Michy – Of course we have similar dreams – many, many grey dreams, and beyond count airplane dreams. And many of them I explored – not by thinking about them, but by stripping of and diving into them. You should try it by using http://dreamhawk.com/dream-encyclopedia/acting-on-your-dream/#BeingPerson

To understand what I am about to say, it is important to realise that we as humans, like other mammals, in our earliest years particularly, still learn like most mammals do, and that is not verbal at all. A massive amount of information is absorbed from our parents without words, any effort or awareness. An important aspect of this is that whatever of such information is held in the present generation, it is an accumulation of skills and responses learned over many generations, and is the fundamental survival strategies of that particular family or group line.

The greyness, and airplanes, when I explored them, where things that I had inherited from my father in particular, things I had no awareness of beforehand, but my dreams reported.

It was or is, a particular attitude or habitual response. And it sounds like you have picked this pessimistic attitude up from somewhere, probably early on.
__________
- _Required actions_
a) In the reply about dreams above, shorten the paragraph that begins "To understand what I am about to say" while keeping its main facts.
b) Extend the reply about dreams with a few more sentences, starting right after its last one.

- _Provided material_
__________
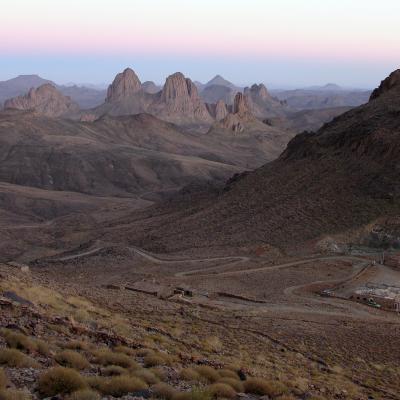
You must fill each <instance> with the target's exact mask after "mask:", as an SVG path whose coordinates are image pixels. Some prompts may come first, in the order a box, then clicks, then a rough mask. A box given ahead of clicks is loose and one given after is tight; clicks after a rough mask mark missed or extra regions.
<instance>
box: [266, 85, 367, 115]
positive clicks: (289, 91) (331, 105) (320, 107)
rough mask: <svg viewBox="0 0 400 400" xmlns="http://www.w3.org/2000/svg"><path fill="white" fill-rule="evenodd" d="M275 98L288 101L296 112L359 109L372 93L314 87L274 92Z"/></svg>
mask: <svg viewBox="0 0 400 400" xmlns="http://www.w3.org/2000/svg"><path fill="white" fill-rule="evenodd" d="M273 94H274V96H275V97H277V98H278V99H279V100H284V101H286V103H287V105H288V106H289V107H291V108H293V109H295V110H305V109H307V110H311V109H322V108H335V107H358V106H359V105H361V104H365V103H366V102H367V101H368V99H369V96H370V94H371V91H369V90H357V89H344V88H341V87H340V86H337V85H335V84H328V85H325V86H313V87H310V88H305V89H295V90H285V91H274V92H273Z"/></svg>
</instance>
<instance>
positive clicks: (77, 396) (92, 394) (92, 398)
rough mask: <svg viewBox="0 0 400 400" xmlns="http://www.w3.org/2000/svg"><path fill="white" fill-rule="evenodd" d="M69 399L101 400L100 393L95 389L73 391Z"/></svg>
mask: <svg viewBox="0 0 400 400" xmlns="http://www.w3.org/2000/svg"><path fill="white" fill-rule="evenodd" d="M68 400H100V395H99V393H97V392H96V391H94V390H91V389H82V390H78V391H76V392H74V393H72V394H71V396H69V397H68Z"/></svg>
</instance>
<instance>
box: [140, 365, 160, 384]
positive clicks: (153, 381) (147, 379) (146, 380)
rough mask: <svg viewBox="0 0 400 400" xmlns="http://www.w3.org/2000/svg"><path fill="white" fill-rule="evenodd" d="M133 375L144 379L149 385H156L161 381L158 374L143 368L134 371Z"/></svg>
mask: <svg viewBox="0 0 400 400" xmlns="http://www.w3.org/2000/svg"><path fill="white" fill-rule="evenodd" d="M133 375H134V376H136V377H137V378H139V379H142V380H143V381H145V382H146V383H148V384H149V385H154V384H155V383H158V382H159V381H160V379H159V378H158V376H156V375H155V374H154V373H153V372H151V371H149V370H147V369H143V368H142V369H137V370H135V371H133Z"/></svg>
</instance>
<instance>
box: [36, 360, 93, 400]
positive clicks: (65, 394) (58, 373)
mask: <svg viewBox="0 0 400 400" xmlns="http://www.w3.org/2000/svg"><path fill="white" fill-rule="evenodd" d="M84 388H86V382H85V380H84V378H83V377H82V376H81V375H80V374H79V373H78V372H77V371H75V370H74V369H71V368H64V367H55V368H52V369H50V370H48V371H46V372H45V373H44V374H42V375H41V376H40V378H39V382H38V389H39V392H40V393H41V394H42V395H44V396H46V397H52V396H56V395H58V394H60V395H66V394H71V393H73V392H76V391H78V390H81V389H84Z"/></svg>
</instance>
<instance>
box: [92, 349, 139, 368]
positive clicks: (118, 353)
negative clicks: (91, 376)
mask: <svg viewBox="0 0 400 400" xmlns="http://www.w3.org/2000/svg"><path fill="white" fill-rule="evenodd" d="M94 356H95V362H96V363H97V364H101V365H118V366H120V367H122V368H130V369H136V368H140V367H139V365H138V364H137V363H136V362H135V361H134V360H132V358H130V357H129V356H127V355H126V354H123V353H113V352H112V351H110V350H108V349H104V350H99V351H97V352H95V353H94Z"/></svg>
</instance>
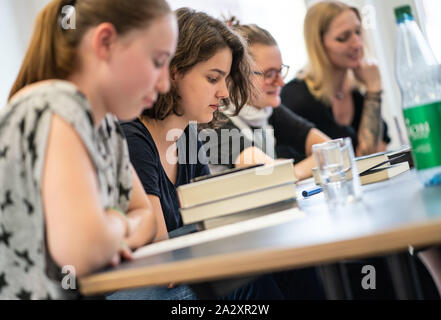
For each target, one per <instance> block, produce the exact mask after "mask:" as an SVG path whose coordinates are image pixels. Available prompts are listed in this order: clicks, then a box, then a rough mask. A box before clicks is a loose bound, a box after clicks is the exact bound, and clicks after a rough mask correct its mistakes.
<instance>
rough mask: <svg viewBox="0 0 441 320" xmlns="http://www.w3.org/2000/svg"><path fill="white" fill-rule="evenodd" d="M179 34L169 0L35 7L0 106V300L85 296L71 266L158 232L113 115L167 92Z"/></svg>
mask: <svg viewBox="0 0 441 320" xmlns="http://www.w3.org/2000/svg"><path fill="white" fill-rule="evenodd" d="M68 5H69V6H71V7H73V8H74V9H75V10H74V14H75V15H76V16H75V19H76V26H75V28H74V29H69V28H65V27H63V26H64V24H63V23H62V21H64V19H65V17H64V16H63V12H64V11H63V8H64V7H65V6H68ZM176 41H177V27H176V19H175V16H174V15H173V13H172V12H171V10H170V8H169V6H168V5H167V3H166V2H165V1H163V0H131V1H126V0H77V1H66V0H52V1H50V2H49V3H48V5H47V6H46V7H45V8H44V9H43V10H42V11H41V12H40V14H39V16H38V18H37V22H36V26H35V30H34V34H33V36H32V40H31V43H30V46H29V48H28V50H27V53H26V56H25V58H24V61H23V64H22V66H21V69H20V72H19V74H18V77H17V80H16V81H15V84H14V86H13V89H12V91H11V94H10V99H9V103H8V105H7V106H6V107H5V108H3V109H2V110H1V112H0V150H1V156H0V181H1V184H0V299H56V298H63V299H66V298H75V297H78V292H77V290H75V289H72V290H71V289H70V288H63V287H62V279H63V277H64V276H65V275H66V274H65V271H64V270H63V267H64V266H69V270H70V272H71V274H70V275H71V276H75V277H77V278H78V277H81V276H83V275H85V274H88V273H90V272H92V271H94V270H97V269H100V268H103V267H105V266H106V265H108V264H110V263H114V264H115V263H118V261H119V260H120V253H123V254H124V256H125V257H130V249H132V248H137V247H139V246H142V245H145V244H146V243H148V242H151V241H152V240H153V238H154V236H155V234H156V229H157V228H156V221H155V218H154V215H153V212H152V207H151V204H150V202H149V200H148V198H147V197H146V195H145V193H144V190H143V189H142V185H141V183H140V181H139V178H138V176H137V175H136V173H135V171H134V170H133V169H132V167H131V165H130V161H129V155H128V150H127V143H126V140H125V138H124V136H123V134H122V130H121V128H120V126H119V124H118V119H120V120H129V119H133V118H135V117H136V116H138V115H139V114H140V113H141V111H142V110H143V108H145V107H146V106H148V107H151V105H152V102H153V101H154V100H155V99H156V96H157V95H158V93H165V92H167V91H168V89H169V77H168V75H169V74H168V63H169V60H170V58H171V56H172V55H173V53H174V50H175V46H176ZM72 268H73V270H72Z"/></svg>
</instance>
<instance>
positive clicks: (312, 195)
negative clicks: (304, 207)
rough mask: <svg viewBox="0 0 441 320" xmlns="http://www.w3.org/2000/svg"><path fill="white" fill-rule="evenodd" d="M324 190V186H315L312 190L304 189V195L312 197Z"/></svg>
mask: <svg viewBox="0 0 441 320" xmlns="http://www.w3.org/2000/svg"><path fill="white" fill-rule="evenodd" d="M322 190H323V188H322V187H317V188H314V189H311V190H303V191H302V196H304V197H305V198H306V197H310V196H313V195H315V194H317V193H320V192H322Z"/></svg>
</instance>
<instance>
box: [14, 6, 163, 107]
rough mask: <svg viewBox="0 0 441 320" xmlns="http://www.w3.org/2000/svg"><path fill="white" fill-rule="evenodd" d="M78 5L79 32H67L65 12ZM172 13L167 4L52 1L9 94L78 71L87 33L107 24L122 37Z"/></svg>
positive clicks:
__________
- _Task results_
a) Especially in our earliest years, humans learn the way most other mammals do, which is not through words. We take in a huge amount of information from our parents without words, effort, or awareness. What the present generation holds is an accumulation of skills and responses learned over many generations, and it makes up the basic survival strategies of that family or group line.

b)
Example: I am in a landscape and notice that everything is brown; the whole world is brown and lifeless. There is also a feeling of solemnity or dullness. I have enough lucidity to wonder why the world of my dream is so brown and dull. As I ask this I become more aware of what feeling the brownness expresses. It is seriousness - with no room for humour or fun. The feeling deepens, real enough and clear enough to look at and understand. I see it is my father’s attitude to life that I have unconsciously inherited. I realise how anxious he always felt about life, and how I took this in. That is how I became a ‘brown’ person. I see too that I do not need to be either brown or serious anymore.